begin Supplied information
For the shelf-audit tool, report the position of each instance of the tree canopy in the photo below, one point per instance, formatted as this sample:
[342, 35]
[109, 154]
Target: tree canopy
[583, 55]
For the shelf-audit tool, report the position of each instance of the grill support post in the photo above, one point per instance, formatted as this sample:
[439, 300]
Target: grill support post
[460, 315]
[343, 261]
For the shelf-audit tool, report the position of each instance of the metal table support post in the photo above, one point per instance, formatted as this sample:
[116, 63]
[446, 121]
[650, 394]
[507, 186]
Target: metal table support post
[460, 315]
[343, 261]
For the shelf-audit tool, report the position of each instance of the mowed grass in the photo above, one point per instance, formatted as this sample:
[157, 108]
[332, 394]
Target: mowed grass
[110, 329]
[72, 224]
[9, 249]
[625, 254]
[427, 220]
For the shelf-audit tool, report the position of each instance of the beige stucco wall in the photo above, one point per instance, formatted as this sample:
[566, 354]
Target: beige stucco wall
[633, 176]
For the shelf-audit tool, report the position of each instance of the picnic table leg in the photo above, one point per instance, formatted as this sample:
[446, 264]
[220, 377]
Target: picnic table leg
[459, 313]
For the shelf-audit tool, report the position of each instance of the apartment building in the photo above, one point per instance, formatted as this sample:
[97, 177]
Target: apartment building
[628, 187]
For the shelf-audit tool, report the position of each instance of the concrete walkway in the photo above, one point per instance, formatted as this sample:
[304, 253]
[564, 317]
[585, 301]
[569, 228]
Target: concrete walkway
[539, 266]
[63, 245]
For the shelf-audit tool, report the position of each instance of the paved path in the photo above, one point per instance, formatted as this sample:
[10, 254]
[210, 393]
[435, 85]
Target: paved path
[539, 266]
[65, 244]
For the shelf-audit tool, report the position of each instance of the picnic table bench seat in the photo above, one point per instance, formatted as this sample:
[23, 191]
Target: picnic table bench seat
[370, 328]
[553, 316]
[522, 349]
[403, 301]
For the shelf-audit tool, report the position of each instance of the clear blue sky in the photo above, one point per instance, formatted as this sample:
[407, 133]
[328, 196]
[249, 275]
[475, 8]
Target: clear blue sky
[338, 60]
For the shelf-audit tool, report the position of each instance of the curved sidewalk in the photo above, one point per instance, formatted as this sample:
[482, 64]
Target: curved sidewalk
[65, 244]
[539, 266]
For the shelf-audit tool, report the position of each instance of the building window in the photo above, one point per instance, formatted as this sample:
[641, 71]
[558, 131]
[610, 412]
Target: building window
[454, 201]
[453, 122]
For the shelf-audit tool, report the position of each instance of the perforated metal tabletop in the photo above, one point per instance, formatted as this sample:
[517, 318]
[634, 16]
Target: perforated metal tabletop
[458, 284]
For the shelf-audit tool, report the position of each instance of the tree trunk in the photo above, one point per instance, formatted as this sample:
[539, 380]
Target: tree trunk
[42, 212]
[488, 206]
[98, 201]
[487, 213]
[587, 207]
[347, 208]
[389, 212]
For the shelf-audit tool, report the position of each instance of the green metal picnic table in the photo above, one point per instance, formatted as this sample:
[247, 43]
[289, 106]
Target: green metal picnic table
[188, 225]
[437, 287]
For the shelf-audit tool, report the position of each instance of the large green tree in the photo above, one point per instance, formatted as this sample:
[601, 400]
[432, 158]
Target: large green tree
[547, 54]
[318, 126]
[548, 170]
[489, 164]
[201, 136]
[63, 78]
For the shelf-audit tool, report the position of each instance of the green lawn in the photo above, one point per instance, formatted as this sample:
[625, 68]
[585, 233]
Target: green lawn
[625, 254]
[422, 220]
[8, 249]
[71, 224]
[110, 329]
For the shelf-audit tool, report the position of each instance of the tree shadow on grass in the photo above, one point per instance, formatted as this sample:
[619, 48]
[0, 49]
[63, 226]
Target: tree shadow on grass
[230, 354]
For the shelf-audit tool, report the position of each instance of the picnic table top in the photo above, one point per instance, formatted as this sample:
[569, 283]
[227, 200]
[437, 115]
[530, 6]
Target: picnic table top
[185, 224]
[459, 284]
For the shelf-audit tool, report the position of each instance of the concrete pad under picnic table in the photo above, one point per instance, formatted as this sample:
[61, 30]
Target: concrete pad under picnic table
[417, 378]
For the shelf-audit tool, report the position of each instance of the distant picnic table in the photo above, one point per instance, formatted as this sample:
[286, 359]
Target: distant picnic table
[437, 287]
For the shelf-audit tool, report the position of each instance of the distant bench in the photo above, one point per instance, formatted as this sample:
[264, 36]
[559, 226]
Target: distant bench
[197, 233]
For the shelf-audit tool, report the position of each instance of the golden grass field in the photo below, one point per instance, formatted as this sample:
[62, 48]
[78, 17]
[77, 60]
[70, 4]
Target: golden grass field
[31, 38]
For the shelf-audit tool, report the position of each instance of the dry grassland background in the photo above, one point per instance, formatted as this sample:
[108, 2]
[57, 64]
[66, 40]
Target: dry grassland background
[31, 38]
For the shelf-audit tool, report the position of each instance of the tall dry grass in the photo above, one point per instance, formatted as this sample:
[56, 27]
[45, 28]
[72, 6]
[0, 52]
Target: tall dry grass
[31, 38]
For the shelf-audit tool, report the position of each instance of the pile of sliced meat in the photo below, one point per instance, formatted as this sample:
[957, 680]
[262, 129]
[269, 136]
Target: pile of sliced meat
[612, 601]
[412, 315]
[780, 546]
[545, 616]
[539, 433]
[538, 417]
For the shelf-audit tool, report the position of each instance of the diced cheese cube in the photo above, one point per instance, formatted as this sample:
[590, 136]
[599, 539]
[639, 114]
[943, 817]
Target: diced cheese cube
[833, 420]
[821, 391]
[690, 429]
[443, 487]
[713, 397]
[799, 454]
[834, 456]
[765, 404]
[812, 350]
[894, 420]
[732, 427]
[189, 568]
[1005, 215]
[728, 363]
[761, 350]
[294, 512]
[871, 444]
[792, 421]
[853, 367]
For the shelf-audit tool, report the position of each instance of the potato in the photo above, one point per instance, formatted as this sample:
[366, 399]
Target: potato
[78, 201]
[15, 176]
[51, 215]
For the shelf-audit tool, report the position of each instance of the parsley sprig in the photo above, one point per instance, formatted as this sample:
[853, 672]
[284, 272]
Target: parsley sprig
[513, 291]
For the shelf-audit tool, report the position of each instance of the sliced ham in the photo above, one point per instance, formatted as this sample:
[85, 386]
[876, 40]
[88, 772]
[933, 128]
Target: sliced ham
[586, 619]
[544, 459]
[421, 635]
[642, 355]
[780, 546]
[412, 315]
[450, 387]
end Supplied information
• **Written task**
Recast the records from the line containing "of the diced" through the end of the records as a JSON list of strings, one string per line, leaving out blank lines.

• **Written answer**
[
  "For the shelf-audit tool, report the position of each instance of the diced cheese cube in the photo above, one point per instance, formatted as this sample:",
  "[590, 136]",
  "[599, 539]",
  "[639, 114]",
  "[943, 817]",
  "Target: diced cheese cube",
  "[833, 420]",
  "[821, 391]",
  "[690, 429]",
  "[443, 487]",
  "[713, 397]",
  "[799, 454]",
  "[834, 456]",
  "[765, 404]",
  "[812, 350]",
  "[894, 420]",
  "[732, 427]",
  "[189, 568]",
  "[1005, 215]",
  "[728, 363]",
  "[761, 350]",
  "[294, 512]",
  "[871, 444]",
  "[792, 421]",
  "[853, 367]",
  "For the shelf-audit tool, report the position of each instance of the potato in the photo above, one point per instance, formatted as this sample:",
  "[366, 399]",
  "Target: potato",
  "[78, 201]",
  "[15, 176]",
  "[51, 215]",
  "For the shelf-audit tool, report the position of each instance of the parsley sprig in the photo above, one point per instance, formatted as this sample:",
  "[853, 672]",
  "[284, 272]",
  "Target: parsley sprig",
  "[513, 291]",
  "For the shelf-audit tool, report the position of each instance of the sliced ham in the photo above, one point per instance, formatted as this sample:",
  "[85, 386]",
  "[876, 40]",
  "[88, 772]",
  "[933, 128]",
  "Target: sliced ham",
  "[586, 619]",
  "[544, 459]",
  "[421, 635]",
  "[642, 355]",
  "[780, 546]",
  "[412, 315]",
  "[450, 387]"
]